▶ Provided records
..........
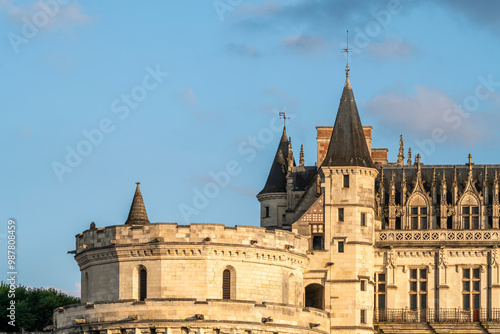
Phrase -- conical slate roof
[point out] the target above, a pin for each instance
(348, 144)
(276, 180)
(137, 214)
..........
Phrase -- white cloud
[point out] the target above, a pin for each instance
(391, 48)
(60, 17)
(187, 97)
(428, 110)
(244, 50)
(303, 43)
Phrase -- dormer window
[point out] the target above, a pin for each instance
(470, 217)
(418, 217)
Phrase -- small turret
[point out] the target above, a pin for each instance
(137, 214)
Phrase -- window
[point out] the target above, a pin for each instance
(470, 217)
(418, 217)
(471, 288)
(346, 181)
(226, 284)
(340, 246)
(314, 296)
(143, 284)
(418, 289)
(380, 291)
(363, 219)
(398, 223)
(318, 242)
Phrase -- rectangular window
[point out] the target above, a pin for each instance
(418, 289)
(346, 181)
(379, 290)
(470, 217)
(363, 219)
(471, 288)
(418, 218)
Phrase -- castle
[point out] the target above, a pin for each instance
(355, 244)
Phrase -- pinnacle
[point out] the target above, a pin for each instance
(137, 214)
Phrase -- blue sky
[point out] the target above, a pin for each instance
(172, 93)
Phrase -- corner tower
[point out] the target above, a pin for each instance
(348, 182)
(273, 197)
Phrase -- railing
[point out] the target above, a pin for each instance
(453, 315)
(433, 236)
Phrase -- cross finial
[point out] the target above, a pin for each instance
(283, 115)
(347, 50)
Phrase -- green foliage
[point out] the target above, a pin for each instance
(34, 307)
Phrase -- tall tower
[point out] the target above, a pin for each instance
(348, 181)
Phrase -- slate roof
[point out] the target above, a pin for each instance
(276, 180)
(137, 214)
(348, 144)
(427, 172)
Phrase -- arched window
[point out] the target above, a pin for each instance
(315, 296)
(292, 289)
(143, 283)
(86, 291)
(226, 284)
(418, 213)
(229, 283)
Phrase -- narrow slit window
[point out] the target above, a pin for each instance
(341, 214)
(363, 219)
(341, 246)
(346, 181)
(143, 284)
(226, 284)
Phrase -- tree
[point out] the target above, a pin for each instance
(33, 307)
..........
▶ Instructions for the task
Report each line of the rows above that contains the word "tower", copying every such line in full.

▶ Written response
Phrase -- corner tower
Phrase -- tall tower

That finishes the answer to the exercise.